=== Problem set ===
- a) Please explain, in one to three sentences, why the weak-formulation derivation writes only the symmetric part of $v_{i,j}$ in its integrals.
- b) Resume the weak-formulation derivation from its final sentence, carrying the argument forward in the same notation.

We now multiply each of the equations in 6 by a corresponding test functions $v_i\in\mathcal{S}_i$ and sum these three equations into one single equation given by

$\begin{equation*} v_i\sigma_{ij,j} = -v_i f_i \end{equation*}$

which can be written as

$\begin{equation*} v_i\nabla\cdot\bar{\boldsymbol\sigma}_i = -v_i f_i \end{equation*}$

where

$\begin{equation*} \bar{\boldsymbol\sigma}_i = \begin{bmatrix} \sigma_{i1}\\ \sigma_{i2}\\ \sigma_{i3} \end{bmatrix}. \end{equation*}$

Integrating over the domain yields

(7) $\begin{equation*} \int_\Omega v_i\nabla\cdot\bar{\boldsymbol\sigma}_i\idiff\Omega = -\int_\Omega v_i f_i\idiff\Omega. \end{equation*}$

Consider the divergence theorem

$\begin{equation*} \int_\Omega\nabla\cdot \boldsymbol\Psi\idiff\Omega = \int_{\partial\Omega} \boldsymbol\Psi\cdot \vec{n}\idiff\Omega \end{equation*}$

with $\boldsymbol\Psi=v_i\bar{\boldsymbol\sigma}_i$ . Note that

$\begin{equation*} \nabla\cdot \boldsymbol\Psi = \nabla\cdot(v_i\bar{\boldsymbol\sigma}_i) = \nabla v_i\cdot\bar{\boldsymbol\sigma}_i + v_i\nabla\cdot\bar{\boldsymbol\sigma}_i \end{equation*}$

which inserted in the divergence theorem yields

$\begin{equation*} \int_\Omega v_i\nabla\cdot\bar{\boldsymbol\sigma}_i\idiff\Omega = -\int_\Omega\nabla v_i\cdot\bar{\boldsymbol\sigma}_i\idiff\Omega + \int_{\partial\Omega} v_i\bar{\boldsymbol\sigma}_i\cdot \vec{n}\idiff\Omega. \end{equation*}$

We may now insert this into 7 such that

(8) $\begin{equation*} \int_\Omega\nabla v_i\cdot\bar{\boldsymbol\sigma}_i\idiff\Omega = \int_{\Gamma_N} v_i\bar{\boldsymbol\sigma}_i\cdot \vec{n}\idiff\Omega + \int_\Omega v_i f_i\idiff\Omega. \end{equation*}$

Note that we only integrate over the Neumann part of the boundary since the integral over the vanishes (the test function $v_i$ is zero at this boundary). Also note that the domain of integration for the boundary integral is depending on $i$ . Returning to the index summation convention we may rewrite 8 as

$\begin{equation*} \int_\Omega v_{i,j}\sigma_{ij}\idiff\Omega = \int_{\Gamma_N} v_i(\sigma_{ij} n_j)\idiff\Gamma + \int_\Omega v_i f_i\idiff\Omega \end{equation*}$

which using the boundary conditions, and the fact that $f_i=0$ for our case, may be written as

$\begin{equation*} \int_\Omega v_{(i,j)}\sigma_{ij}\idiff\Omega = \int_{\Gamma_N} v_i h_j\idiff\Gamma. \end{equation*}$

Note that since $[\sigma_{ij}]$ is a symmetric tensor, we have used 5 to only write the symmetric part of $v_{i,j}$ . If we now define the space $\boldsymbol{\mathcal{S}}=\{\vec{u}\,|\,u_i\in\mathcal{S}_i\}$ we can state the weak formulation in a concise form: Find $\vec{u}\in\boldsymbol{\mathcal{S}}$ such that for all $\vec{v}\in\boldsymbol{\mathcal{S}}$ we have

$\begin{equation*} a(\vec{v},\vec{u}) = L(\vec{v}) \end{equation*}$

where

(9) $\begin{equation*} a(\vec{v},\vec{u}) = \int_\Omega v_{(i,j)}c_{ijkl}u_{(k,l)}\idiff\Omega \end{equation*}$

and

$\begin{equation*} L(\vec{v}) = \int_{\Gamma_N} v_i h_j\idiff\Gamma. \end{equation*}$

Here we have used the relation $\sigma_{ij} = c_{ijkl}\varepsilon_{kl} = c_{ijkl}u_{(k,l)}$ .

=== Dataset excerpt ===

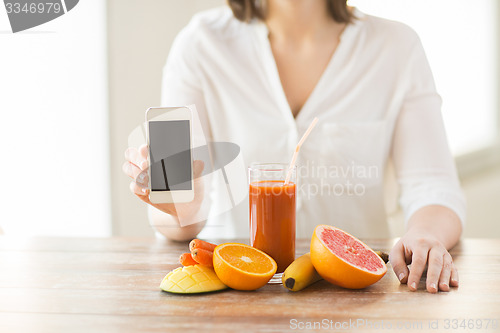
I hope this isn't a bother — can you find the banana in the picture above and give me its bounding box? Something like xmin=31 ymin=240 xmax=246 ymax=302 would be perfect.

=== Responses for each task ===
- a) The tensor $[\sigma_{ij}]$ is symmetric, so relation 5 lets the derivation keep only the symmetric part $v_{(i,j)}$ of the test-function derivative $v_{i,j}$ when it multiplies $\sigma_{ij}$.

- b)
We now want to transform this weak statement into a system of algebraic equations. We here apply Galerkin’s method and now turn to a finite-dimensional subspace $\boldsymbol{\mathcal{S}}^h\subset \boldsymbol{\mathcal{S}}$ . The basis for this subspace is the presented NURBS basis. But note that we will have vector valued control variables. The Galerkin approximation of the weak form is now given by: Find $\vec{u}^h\in\boldsymbol{\mathcal{S}}^h$ such that

(10) $\begin{equation*} a(\vec{v}^h,\vec{u}^h) = L(\vec{v}^h) \end{equation*}$

for all $\vec{v}^h\in\boldsymbol{\mathcal{S}}^h$ .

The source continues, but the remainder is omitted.